• _Article_
-- Begin --
PARIS — The main character is a harried parent just trying to slog through the routine of the day: dropping off the toddler at day care, picking up the mail, running errands.

But in “Oppressed Majority” (“Majorité Opprimée”), a provocative short film by the French screenwriter and director Eléonore Pourriat, the parent doing the chores is a man, and all the gender roles are reversed, creating a world in which men confront what it would be like to face the daily indignities, compromises and risks that women often face because of their appearance, second-class status in the workplace and gender bias.

The 11-minute film was originally released online four years ago to little notice. In February, Ms. Pourriat added English subtitles, and viewership on YouTube took off, attracting nearly 8.5 million hits within less than a month of its release. With the new attention came the conversation about sexism that Ms. Pourriat (pronounced poo-ree-AH) had hoped to provoke when she first released the film.

The comments ranged from Twitter messages like “Watch this film” or “Try doubting sexism after watching this video” to longer discussions on news and feminist sites. The Guardian featured it on its Women’s Blog, where it prompted talk about what women should do about everyday sexism. “What’s happened to my film is fantastic,” Ms. Pourriat said. “I don’t know if it’s just the subject or the buzz.”

One question that neither Ms. Pourriat nor French social critics have a clear answer for is why “Oppressed Majority” seems to have had so much more resonance outside France. For the first three years that the film was posted in French, it had only about 20,000 views. Now, after widespread attention on mostly English-language social media, that number has reached 700,000, still far less than the 8.96 million views, and counting, of the version with English subtitles.
-- End --
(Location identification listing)
-- Begin --
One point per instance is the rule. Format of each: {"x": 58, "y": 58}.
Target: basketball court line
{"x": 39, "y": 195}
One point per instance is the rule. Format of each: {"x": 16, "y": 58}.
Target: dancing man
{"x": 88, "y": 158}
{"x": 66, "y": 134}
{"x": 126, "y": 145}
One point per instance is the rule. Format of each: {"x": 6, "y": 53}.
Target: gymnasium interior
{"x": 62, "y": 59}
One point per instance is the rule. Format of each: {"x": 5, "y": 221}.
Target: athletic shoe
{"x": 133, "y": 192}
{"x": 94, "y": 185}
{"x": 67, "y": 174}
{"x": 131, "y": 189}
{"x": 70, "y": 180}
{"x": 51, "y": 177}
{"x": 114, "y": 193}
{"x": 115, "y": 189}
-- End --
• _Problem to solve_
Reproduce word for word the passage of the article about the short film "Oppressed Majority," starting at "The 11-minute film" and ending at "released the film.". The listing was taken from a different source than the article.

• _Response_
The 11-minute film was originally released online four years ago to little notice. In February, Ms. Pourriat added English subtitles, and viewership on YouTube took off, attracting nearly 8.5 million hits within less than a month of its release. With the new attention came the conversation about sexism that Ms. Pourriat (pronounced poo-ree-AH) had hoped to provoke when she first released the film.